__The problem__
Carry none of the pictures over; set down the material below exactly.

----- Items

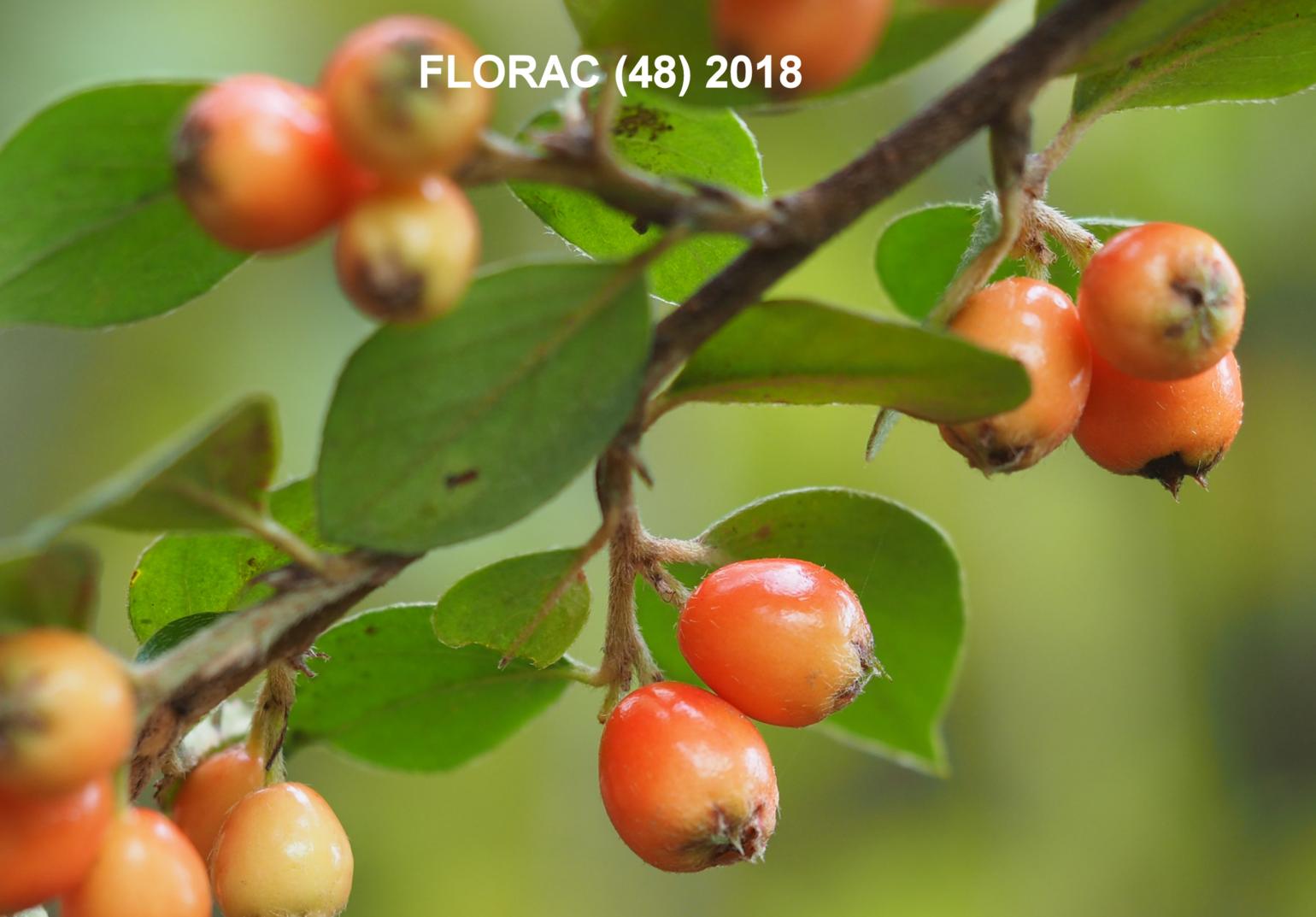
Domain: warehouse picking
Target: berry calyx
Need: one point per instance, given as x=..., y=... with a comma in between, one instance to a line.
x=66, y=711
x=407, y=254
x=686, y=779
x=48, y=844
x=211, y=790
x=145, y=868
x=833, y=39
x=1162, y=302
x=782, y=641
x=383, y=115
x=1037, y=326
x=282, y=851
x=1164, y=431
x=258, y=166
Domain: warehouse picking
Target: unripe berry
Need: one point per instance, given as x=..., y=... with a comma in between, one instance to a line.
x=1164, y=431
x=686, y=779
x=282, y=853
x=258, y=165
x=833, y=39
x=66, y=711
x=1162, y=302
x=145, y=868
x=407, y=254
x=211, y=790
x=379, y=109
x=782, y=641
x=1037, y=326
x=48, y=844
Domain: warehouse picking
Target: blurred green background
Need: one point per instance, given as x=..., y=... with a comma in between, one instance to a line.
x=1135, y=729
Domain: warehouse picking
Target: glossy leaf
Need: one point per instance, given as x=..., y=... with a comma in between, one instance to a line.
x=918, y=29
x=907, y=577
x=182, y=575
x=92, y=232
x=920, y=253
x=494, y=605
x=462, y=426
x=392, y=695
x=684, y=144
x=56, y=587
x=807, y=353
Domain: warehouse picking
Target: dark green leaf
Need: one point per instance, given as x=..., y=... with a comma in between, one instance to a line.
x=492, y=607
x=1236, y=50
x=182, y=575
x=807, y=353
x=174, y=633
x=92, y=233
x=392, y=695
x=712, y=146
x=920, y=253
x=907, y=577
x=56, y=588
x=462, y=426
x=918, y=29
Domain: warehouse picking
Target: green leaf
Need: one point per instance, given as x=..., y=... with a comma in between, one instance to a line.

----------

__Response__
Domain: warehouse picking
Target: berry calyx
Need: one point per instance, given as x=..., y=... with a comma in between, one instance to a line.
x=66, y=711
x=407, y=254
x=686, y=779
x=48, y=844
x=211, y=790
x=145, y=868
x=833, y=39
x=1162, y=302
x=782, y=641
x=383, y=115
x=1037, y=326
x=282, y=851
x=1164, y=431
x=258, y=166
Domain: warehouse picking
Target: unripe berry
Need: one point per instance, given as x=..., y=... with a comma in between, one instance to a line.
x=1164, y=431
x=686, y=779
x=282, y=853
x=258, y=165
x=833, y=39
x=66, y=711
x=1162, y=302
x=145, y=868
x=407, y=254
x=211, y=790
x=379, y=109
x=782, y=641
x=1037, y=326
x=48, y=844
Domain: warehouse picking
Target: blurred green background
Need: one point per instance, given as x=..., y=... with a comma in between, one instance to a line.
x=1135, y=729
Domain: warehouse picking
Target: glossy leaf
Need: one point per instance, given as x=..., y=... with a comma in between, one instance to a line.
x=918, y=29
x=907, y=577
x=182, y=575
x=92, y=232
x=920, y=253
x=494, y=605
x=462, y=426
x=392, y=695
x=684, y=144
x=56, y=587
x=807, y=353
Domain: warehouse picking
Target: dark green leaf
Need: one point per instance, given as x=..., y=... with a comma in between, one instance to a line.
x=492, y=607
x=1236, y=50
x=182, y=575
x=807, y=353
x=174, y=633
x=92, y=233
x=392, y=695
x=712, y=146
x=920, y=253
x=907, y=577
x=56, y=588
x=462, y=426
x=918, y=29
Domain: warehouse picking
Target: green leaf
Need: one point per instance, given as x=..., y=... with a comma in between, one instance to a line.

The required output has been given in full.